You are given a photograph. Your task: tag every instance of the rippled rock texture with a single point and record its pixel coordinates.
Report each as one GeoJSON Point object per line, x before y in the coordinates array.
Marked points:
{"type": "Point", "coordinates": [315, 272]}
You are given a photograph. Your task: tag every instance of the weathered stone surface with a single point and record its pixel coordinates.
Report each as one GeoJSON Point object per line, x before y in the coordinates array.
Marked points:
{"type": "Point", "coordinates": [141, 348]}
--- --- ---
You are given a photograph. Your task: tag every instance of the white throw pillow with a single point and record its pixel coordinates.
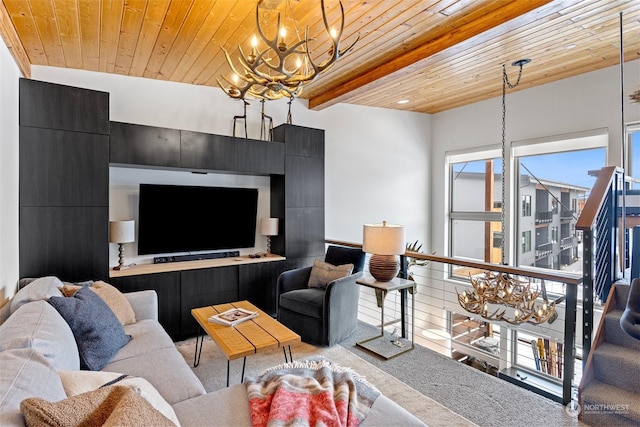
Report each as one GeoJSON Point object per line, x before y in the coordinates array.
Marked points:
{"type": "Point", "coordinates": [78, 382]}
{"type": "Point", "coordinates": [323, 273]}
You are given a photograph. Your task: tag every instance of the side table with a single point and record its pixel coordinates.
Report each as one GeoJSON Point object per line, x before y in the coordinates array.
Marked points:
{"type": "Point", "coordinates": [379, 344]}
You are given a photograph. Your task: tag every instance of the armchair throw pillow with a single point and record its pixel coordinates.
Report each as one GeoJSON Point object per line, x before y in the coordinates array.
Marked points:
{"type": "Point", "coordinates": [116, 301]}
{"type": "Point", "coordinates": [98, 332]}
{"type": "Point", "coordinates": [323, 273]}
--- --- ---
_PROBLEM TO WORK ON:_ How many lines in the records above contain the word "pillow"? Reply with the number alone.

_RESULT OF THIS TASK:_ 2